:: Exercises ::
**a.** Check each statement against the thread on the digit-output code below: (i) the algorithm runs faster for small numbers; (ii) the code is about 140 bytes; (iii) the code handles sizes other than 64 bits. Answer yes or no for each and quote the words of the thread that settle it.
**b.** Using the thread on the digit-output code below, explain in one to three sentences why the algorithm is slow.
**c.** Resume the thread on the digit-output code below, picking up after its final sentence.

:: Excerpt ::
■ ■ ■ ■ ■ ■ ■
On 08.12.2016 00:34, George Spelvin wrote:
Georg-Johann Lay <a...@gjlay.de> wrote:
The algo is rather slow because it always iterates over all
digits, i.e. it won't run faster for small numbers.
Have fun!
Code size is ~140 bytes.
Well, it's bigger (140 > 124), slower, and doesn't handle sizes *other*
than 64 bits, so that's not terribly useful.
I think you could shrink it a bit, replacing these 16 instructions of messy
digit output code (why are you looping incrementing DIGIT2 when you know it
is never more than 1?):
It's a transcript from antique C-code for 32-bit values, which
don't have this nice property. I shouldn't write code to late in
the evening.
And I didn't actually intend nor expect to beat your code, just was
interested in how far it can be pushed...
■ ■ ■ ■ ■ ■ ■
:: Data extract ::
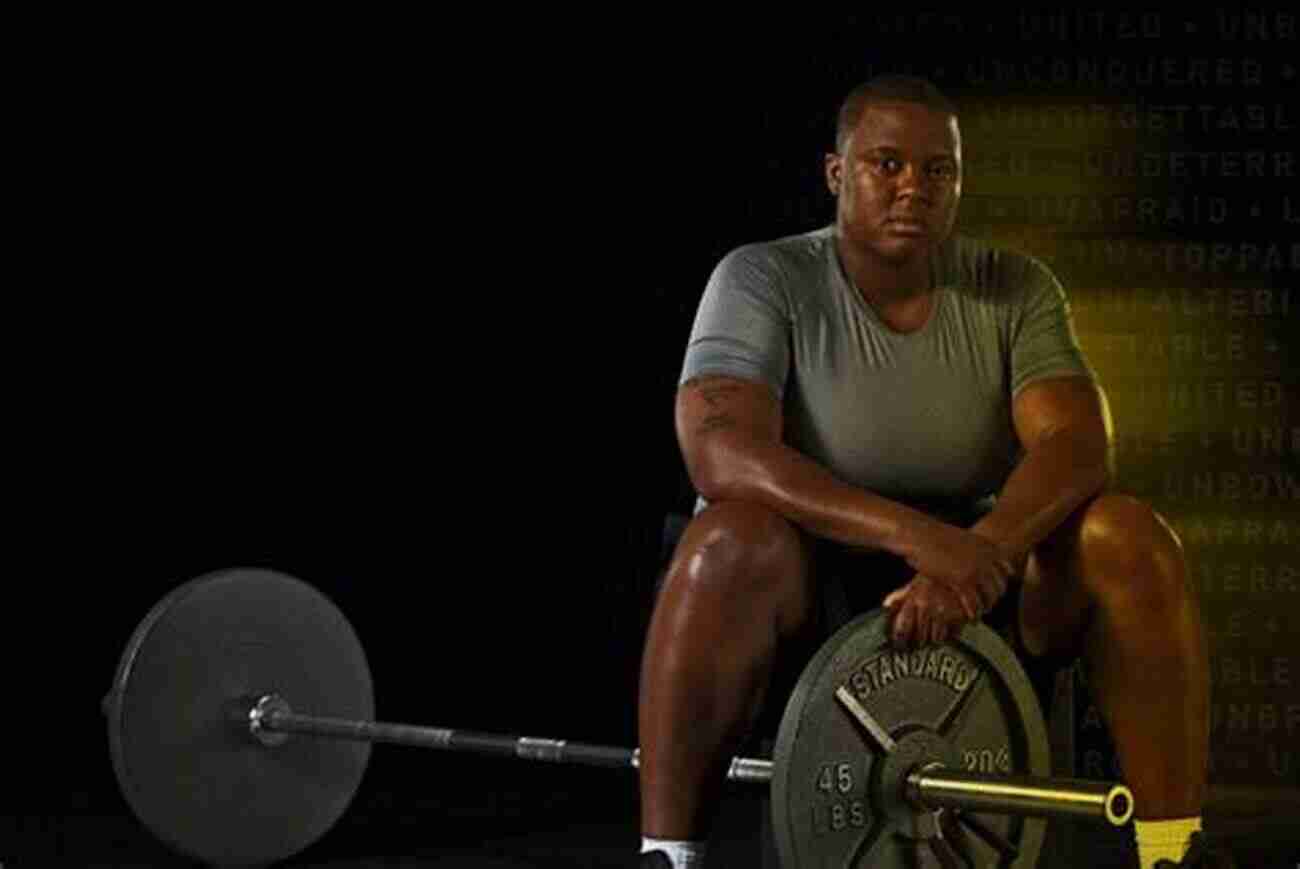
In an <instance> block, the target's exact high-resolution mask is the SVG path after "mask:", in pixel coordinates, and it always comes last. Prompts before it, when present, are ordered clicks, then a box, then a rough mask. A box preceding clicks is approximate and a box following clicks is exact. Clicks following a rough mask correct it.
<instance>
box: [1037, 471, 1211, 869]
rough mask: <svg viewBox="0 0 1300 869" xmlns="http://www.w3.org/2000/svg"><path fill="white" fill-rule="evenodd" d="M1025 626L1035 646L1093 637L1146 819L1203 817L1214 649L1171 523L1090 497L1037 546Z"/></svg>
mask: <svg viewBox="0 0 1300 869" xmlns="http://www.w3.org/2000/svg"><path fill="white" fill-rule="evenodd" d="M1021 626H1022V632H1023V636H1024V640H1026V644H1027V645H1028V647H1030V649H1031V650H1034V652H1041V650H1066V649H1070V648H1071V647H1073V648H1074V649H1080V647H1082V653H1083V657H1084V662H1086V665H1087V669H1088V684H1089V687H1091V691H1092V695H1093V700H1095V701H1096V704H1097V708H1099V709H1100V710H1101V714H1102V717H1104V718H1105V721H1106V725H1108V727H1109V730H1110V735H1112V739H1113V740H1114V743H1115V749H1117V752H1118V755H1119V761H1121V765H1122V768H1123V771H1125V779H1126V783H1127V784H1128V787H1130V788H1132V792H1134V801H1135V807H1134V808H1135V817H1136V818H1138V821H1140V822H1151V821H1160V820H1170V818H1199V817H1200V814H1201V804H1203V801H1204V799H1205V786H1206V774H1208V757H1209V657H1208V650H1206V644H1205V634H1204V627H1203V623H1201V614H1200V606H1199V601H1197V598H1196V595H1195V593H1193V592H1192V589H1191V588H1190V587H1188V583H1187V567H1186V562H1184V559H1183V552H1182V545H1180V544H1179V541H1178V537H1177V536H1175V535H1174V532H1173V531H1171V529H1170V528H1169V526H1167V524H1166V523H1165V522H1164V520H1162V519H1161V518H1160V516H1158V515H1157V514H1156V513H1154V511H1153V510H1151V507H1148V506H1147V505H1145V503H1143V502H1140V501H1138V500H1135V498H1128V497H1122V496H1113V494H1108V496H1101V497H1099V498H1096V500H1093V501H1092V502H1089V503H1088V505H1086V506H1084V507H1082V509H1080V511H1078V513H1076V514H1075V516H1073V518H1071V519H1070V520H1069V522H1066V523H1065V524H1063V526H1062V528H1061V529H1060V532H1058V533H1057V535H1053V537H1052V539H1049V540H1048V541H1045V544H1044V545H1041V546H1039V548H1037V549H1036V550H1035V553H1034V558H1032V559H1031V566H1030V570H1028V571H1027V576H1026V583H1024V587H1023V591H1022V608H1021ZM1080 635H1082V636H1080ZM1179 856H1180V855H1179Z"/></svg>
■ ■ ■ ■ ■ ■ ■
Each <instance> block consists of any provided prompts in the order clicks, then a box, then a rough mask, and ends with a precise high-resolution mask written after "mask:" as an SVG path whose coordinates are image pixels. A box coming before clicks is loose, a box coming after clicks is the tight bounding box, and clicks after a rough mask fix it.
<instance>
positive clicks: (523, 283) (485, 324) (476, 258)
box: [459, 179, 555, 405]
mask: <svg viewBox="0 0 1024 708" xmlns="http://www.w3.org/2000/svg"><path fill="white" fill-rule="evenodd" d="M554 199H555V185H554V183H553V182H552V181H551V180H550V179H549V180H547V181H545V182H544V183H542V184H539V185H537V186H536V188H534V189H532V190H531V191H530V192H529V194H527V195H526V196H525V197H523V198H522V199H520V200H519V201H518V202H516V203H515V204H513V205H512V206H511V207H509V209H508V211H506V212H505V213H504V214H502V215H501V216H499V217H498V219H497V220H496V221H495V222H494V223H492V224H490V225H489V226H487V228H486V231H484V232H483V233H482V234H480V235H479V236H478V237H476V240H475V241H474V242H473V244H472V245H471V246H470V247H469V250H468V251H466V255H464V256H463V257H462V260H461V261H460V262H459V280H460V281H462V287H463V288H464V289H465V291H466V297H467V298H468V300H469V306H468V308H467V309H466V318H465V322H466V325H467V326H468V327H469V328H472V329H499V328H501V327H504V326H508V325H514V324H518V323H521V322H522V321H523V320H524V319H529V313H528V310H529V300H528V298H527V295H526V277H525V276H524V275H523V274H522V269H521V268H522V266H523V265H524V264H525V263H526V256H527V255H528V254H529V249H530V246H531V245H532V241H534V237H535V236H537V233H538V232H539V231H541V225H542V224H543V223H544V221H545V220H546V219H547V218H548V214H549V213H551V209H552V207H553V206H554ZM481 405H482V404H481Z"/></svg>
■ ■ ■ ■ ■ ■ ■
:: Responses ::
**a.**
(i) No: "it won't run faster for small numbers."
(ii) Yes: "Code size is ~140 bytes."
(iii) No: "doesn't handle sizes *other* than 64 bits"

**b.** The algorithm always iterates over all digits. Because of that, it won't run faster for small numbers.

**c.**
clr DIGIT2
1:
inc DIGIT2
subi DIGIT, 10
brcc 1b
brts 2f
;; T = 0 is the first round. Output the high digit if it's not '0'.
set
subi DIGIT2, 1-'0'
;; Initialize nonZero. We only output digits if we saw a digit != '0'.
mov nonZero, DIGIT2
cpi nonZero, '0'
breq 2f
st X+, DIGIT2
2:
;; Output digits except the highest (except that for 10^19).
subi DIGIT, -10-'0'
or nonZero, DIGIT
;; We only output digits if we saw a digit != '0', i.e. strip leading
'0's.
cpi nonZero, '0'
breq 3f
st X+, DIGIT
With these 9 instructions:
cpi DIGIT, 10 ;; First "digit" can be as high as 18
brcs 2f
ldi nonZero, '1' ;; '1' is non-zero, which is perfect
st X+, nonZero
subi DIGIT, 10
2:
or nonZero, DIGIT
breq 3f ;; Don't print leading zeros
subi DIGIT, -10-'0'
st X+, DIGIT
3:
With this, you can also delete the leading clt. It eliminates DIGIT2,
but unfortunately that doesn't save a spill. You also have to adapt
the final "lone zero" printing code to print if nonZero == 0, but that's
the same size.
Also, this is just silly:
dec Count
cpse Count, Zero
rjmp .Loop
"dec" sets the zero flag, so that can just be "dec Count $ brnz .Loop".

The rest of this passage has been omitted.